How many lines in the items below contain the word "asphalt"? Reply with the number alone.

Object position labeling items:
+---+

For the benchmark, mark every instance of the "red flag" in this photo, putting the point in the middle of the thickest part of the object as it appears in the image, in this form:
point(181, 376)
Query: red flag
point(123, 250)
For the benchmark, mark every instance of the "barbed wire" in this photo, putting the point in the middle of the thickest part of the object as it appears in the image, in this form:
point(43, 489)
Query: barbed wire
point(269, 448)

+---+

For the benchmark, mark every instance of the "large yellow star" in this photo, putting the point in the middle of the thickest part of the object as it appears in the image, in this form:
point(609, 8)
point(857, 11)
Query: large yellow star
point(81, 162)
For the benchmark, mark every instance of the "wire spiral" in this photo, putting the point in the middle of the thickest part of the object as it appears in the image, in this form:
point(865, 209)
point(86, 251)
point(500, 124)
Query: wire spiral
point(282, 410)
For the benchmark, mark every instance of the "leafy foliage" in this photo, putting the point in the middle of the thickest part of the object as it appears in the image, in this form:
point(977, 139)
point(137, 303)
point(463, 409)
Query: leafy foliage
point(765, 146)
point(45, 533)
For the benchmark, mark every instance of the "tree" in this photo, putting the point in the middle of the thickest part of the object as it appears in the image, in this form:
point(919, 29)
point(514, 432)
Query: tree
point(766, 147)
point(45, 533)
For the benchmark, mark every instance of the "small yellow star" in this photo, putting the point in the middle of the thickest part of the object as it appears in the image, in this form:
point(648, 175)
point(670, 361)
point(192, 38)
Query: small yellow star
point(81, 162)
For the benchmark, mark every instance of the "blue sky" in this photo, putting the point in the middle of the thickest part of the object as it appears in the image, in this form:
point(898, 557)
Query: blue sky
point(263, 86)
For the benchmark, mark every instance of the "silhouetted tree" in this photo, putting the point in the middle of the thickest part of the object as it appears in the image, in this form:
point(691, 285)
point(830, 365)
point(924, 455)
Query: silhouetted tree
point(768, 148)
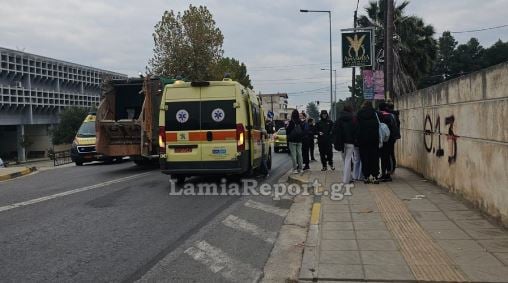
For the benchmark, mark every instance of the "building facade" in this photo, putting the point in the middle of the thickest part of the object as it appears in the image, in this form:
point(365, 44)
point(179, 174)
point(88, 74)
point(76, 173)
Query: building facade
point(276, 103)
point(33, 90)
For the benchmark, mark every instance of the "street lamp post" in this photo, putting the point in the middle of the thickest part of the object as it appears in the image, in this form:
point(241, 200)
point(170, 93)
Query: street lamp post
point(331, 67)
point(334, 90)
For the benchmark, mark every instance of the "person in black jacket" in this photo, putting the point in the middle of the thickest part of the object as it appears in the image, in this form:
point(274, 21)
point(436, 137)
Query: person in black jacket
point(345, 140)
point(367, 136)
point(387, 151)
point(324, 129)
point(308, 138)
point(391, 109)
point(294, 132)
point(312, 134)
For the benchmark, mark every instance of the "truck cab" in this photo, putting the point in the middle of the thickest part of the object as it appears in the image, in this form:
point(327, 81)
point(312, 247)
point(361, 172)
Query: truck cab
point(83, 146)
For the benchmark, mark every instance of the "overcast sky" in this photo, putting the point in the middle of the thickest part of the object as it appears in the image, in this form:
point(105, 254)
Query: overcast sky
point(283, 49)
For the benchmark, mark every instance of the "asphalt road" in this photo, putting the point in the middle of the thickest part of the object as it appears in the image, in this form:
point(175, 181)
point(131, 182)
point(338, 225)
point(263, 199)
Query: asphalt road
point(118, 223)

+---+

## Response to this task
2